# Items start
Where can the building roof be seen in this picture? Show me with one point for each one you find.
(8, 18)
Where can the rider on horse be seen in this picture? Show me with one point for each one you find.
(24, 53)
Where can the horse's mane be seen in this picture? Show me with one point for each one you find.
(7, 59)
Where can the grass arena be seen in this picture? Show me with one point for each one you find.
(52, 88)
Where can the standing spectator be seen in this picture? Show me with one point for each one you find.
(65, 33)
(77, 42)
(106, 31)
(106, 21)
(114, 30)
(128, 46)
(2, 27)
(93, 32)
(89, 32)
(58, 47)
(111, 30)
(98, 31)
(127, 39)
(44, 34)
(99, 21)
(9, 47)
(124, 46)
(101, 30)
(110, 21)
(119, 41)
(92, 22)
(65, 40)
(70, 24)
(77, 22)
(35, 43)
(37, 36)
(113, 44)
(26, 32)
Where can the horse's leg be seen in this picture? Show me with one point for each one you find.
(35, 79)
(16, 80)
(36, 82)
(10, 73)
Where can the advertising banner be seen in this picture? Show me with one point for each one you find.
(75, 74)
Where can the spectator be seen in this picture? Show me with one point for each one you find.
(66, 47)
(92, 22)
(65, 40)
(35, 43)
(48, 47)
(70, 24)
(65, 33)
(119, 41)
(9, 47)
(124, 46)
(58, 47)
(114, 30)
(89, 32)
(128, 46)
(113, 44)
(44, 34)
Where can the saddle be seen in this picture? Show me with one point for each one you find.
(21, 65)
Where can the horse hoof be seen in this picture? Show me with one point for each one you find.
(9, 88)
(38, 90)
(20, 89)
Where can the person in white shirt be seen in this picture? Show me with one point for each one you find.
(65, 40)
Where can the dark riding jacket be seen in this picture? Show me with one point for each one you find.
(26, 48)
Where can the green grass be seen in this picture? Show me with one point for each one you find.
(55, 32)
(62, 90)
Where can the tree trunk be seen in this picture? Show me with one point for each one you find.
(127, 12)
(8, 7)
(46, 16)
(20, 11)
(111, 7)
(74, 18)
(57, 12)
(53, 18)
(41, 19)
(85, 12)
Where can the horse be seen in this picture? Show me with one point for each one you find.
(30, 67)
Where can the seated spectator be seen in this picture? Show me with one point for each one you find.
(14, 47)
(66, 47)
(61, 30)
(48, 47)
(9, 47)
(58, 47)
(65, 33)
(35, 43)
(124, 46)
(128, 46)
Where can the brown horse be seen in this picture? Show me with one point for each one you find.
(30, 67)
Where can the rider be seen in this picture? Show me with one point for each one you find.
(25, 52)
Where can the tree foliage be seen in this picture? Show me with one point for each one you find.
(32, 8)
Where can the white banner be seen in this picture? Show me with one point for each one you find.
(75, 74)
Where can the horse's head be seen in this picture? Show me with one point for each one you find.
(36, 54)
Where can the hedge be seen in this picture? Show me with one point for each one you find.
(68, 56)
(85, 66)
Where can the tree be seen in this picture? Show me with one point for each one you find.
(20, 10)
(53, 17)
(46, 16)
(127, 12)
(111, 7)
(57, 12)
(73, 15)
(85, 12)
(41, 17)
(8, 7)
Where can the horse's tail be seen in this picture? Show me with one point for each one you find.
# Items end
# Items start
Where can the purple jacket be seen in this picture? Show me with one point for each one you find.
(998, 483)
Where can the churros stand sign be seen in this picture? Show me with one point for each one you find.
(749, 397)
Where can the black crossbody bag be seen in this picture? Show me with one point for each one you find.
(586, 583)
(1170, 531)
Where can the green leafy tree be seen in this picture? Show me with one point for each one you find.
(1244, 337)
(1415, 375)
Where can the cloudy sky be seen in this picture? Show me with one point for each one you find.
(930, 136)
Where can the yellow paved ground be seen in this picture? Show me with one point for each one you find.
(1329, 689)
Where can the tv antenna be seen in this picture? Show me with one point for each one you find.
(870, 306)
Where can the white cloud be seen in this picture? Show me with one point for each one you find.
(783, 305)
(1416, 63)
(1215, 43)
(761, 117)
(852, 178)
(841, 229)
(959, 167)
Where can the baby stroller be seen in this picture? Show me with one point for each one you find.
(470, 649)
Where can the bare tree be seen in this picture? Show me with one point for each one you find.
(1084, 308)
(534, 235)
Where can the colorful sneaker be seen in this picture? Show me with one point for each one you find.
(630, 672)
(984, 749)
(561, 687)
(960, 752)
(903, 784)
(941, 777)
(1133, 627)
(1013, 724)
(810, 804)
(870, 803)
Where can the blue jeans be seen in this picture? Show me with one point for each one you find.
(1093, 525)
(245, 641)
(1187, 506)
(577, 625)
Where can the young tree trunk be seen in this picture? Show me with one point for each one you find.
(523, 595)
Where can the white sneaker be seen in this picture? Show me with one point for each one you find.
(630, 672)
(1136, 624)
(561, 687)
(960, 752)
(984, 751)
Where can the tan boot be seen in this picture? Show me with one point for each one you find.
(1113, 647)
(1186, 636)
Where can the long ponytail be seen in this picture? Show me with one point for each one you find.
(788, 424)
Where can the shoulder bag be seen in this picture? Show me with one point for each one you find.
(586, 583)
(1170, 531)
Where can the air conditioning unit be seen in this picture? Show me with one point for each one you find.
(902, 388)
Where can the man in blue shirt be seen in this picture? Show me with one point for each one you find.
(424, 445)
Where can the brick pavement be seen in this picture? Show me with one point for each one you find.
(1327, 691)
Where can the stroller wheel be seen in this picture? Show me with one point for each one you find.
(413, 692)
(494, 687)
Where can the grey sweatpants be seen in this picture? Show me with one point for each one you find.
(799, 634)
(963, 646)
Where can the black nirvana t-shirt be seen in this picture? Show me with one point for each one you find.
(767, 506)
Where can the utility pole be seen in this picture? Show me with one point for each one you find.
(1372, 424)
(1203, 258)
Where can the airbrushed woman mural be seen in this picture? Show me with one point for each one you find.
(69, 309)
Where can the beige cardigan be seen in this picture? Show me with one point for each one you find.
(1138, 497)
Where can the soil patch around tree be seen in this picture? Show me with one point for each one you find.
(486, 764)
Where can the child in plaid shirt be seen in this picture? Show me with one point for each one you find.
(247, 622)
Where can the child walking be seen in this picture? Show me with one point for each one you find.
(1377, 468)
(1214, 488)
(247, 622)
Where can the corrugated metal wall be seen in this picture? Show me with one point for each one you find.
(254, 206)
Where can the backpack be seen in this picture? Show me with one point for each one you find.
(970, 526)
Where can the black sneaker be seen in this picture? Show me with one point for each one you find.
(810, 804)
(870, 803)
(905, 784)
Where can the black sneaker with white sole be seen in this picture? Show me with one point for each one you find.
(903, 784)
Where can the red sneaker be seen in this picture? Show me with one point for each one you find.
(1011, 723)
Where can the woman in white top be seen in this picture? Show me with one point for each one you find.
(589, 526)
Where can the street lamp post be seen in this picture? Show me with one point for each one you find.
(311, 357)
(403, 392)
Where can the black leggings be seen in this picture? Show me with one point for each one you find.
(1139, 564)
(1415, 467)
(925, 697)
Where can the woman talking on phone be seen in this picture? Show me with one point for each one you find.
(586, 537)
# Items end
▶ _Objective_:
Copy the listing verbatim, starting at the line containing "Where can the corrugated" and ending at the line containing "(1011, 723)", with both of those lines included.

▶ _Solution to this problem_:
Where can the corrugated metal wall be seen in this picture? Show me with one point for each one you find.
(254, 206)
Where can the backpack be seen in this picture? Show me with one point for each one you find.
(970, 526)
Where can the black sneaker be seen in this picture? Show me with one point for each one you find.
(810, 804)
(870, 803)
(905, 784)
Where can the black sneaker with white sole be seen in this picture? Show me with one point for each one you find.
(903, 784)
Where can the red sneaker be seen in this picture? Show me with one point for each one you find.
(1011, 723)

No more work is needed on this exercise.